| Set task |
Update the material from the line holding "Please pin the red" through the line holding "(1002, 760)", inclusive, by changing "traffic light" to "stoplight" and leaving all else as it is. Return only those lines.

** Start Material to process **

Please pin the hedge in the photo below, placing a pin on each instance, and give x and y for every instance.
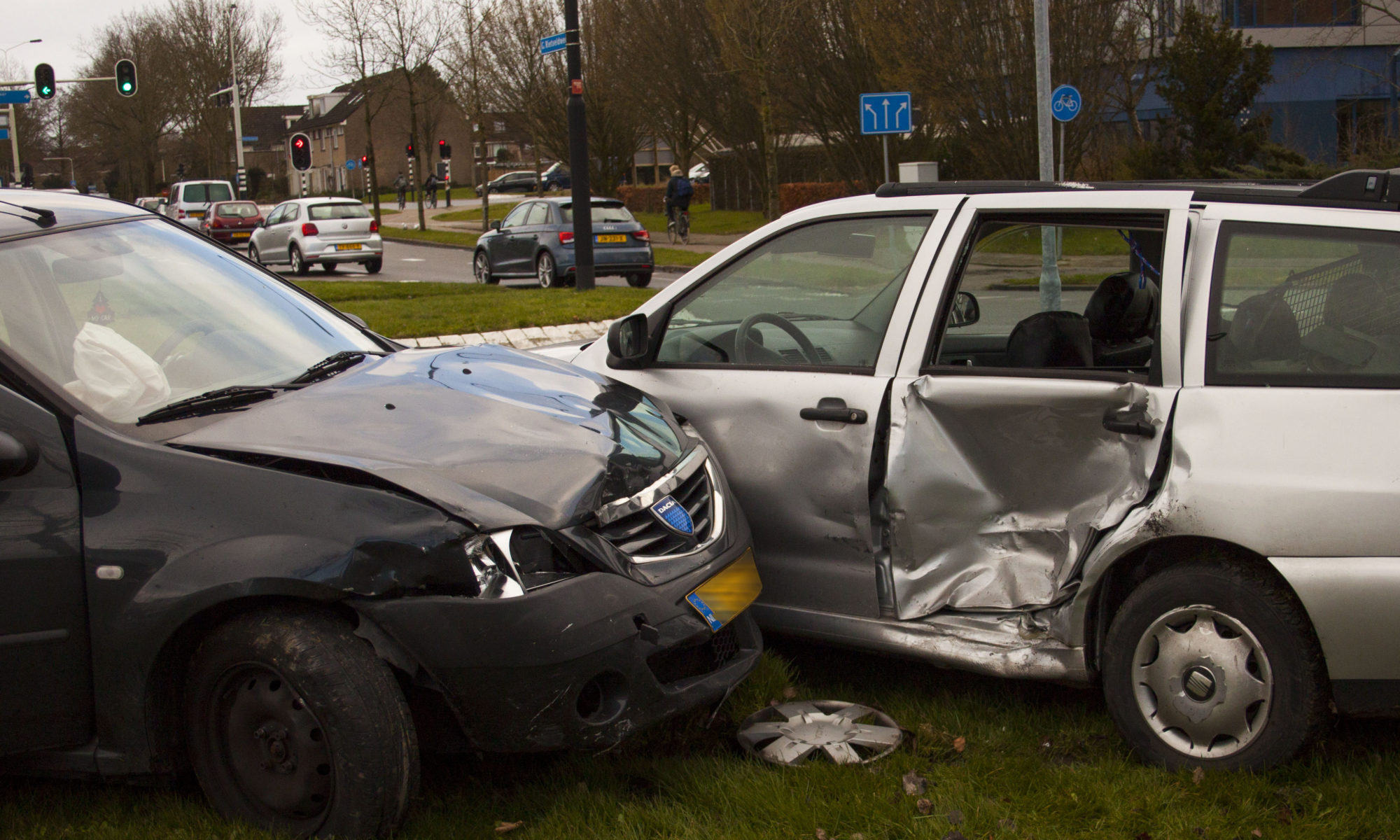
(653, 200)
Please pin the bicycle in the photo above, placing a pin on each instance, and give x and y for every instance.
(678, 226)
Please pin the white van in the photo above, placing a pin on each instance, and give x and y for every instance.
(191, 200)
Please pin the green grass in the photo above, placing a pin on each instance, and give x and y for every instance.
(704, 220)
(1038, 761)
(460, 239)
(411, 310)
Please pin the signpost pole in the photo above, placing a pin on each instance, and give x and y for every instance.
(579, 155)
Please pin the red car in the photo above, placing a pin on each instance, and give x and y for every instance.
(232, 223)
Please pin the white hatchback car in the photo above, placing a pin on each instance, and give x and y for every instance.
(324, 232)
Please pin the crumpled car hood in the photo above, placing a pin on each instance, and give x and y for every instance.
(496, 436)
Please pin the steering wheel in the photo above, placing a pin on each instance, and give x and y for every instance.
(183, 332)
(743, 342)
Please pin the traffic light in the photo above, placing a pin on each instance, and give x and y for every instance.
(44, 83)
(127, 78)
(300, 152)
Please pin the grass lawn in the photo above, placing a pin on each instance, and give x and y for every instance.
(411, 310)
(704, 220)
(1002, 760)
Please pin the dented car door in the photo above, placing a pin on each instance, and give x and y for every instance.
(1017, 443)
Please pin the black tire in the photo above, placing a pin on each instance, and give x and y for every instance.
(299, 264)
(298, 727)
(545, 271)
(482, 268)
(1264, 648)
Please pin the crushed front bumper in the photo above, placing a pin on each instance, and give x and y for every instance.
(578, 666)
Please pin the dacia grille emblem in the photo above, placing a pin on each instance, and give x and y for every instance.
(671, 514)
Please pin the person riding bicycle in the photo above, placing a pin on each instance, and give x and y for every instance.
(678, 194)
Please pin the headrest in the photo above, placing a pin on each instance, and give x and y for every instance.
(1265, 328)
(1051, 340)
(1124, 309)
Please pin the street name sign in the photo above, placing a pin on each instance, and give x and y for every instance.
(887, 114)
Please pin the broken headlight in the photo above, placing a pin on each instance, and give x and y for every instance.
(519, 561)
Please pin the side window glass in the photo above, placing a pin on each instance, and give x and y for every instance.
(821, 295)
(1010, 314)
(1304, 306)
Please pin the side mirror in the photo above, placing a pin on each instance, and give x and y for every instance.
(16, 458)
(965, 310)
(628, 342)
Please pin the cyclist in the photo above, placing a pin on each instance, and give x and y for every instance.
(678, 202)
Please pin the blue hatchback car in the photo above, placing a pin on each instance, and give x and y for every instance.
(537, 240)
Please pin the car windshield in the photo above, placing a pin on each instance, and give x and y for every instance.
(342, 211)
(239, 211)
(604, 215)
(204, 194)
(134, 317)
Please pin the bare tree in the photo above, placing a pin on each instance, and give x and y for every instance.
(411, 36)
(356, 57)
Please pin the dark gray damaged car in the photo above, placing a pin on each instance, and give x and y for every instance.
(244, 536)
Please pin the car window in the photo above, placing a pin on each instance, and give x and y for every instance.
(239, 211)
(132, 317)
(1306, 306)
(821, 295)
(341, 211)
(1007, 314)
(604, 215)
(517, 216)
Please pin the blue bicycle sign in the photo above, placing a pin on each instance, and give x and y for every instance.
(1066, 103)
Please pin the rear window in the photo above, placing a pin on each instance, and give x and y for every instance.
(604, 215)
(204, 194)
(239, 211)
(346, 211)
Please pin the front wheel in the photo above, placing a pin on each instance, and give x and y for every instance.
(545, 271)
(298, 727)
(1214, 664)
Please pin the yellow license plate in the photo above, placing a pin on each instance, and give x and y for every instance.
(727, 594)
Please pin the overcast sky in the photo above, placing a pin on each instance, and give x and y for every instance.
(68, 26)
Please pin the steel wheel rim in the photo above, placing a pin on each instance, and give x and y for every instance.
(834, 730)
(271, 746)
(1203, 682)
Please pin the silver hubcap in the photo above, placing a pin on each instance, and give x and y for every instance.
(845, 733)
(1203, 682)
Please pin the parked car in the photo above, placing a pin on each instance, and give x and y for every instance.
(1177, 482)
(247, 536)
(537, 240)
(190, 201)
(232, 223)
(318, 232)
(510, 183)
(558, 177)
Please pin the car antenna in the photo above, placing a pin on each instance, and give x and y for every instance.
(47, 218)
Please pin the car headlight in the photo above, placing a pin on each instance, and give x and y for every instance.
(517, 561)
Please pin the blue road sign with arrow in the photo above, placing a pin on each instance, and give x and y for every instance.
(1066, 103)
(887, 114)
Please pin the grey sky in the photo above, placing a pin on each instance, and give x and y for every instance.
(68, 26)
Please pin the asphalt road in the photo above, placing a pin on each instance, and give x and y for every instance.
(425, 264)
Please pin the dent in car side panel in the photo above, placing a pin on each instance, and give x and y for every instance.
(999, 484)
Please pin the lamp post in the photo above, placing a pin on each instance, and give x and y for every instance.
(15, 134)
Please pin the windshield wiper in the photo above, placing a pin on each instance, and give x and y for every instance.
(211, 402)
(331, 366)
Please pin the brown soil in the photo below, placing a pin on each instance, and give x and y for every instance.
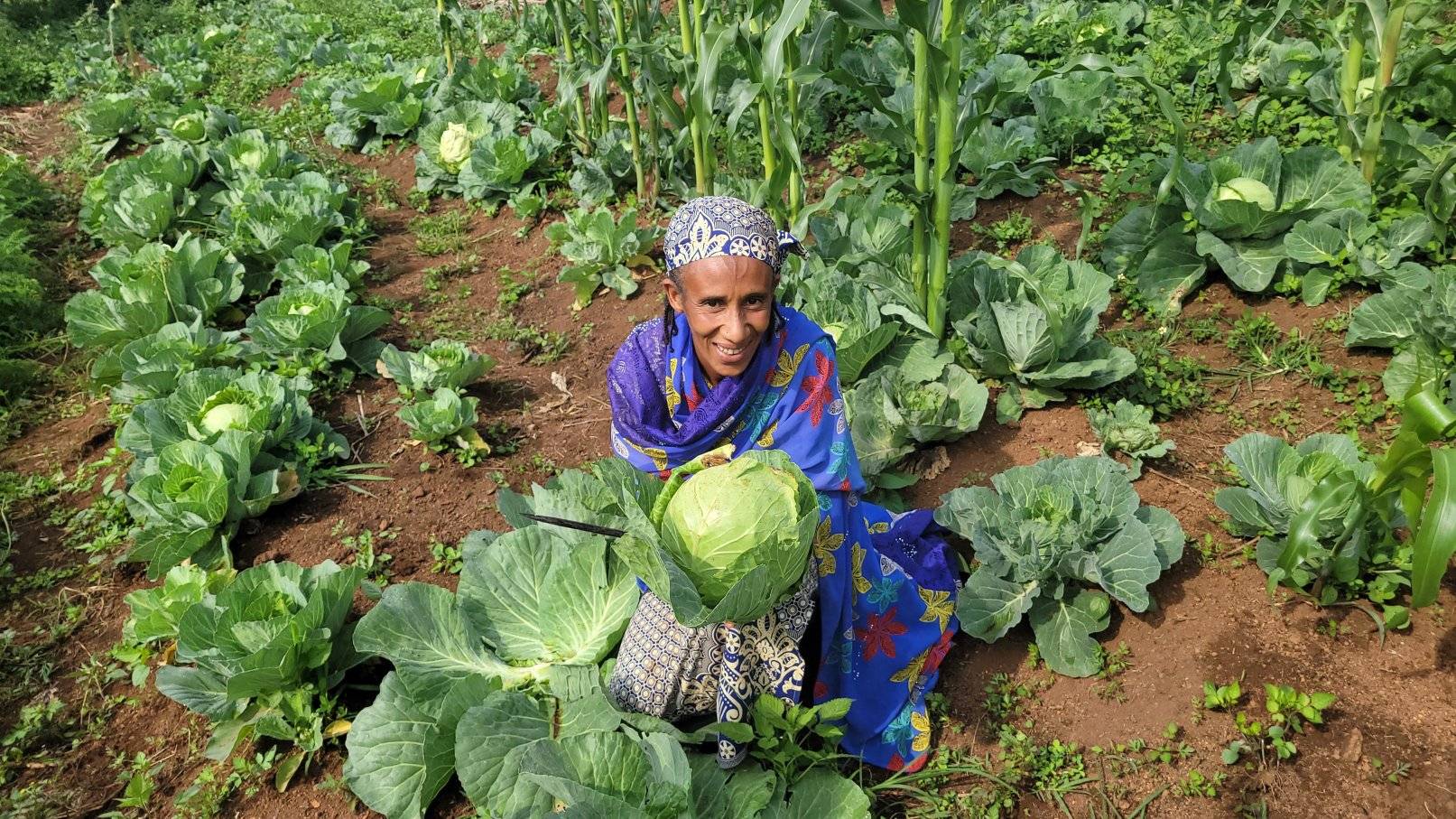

** End Material to process **

| Solved exercise |
Please pin the red car in the photo above, placing a pin on each instance, and give x and y for every instance.
(232, 223)
Please pin the white hatchback car in the photo above, placing a pin on each instance, and give x and y for every instance.
(324, 232)
Please pin the crumpled car hood in the photo above, placing a pin on each instance, and give x and y for every instance.
(496, 436)
Please pin the steering wheel in the photo above, placing a pin on each instance, and give x and y for every instance.
(183, 332)
(743, 342)
Please pin the stoplight in the photo above, placing a pin on each instance, and give x and y for every instance.
(44, 83)
(127, 78)
(300, 152)
Please pin the grass lawn in the photo above, placing a pin on each instance, and give x and y for every instance.
(411, 310)
(704, 220)
(1002, 760)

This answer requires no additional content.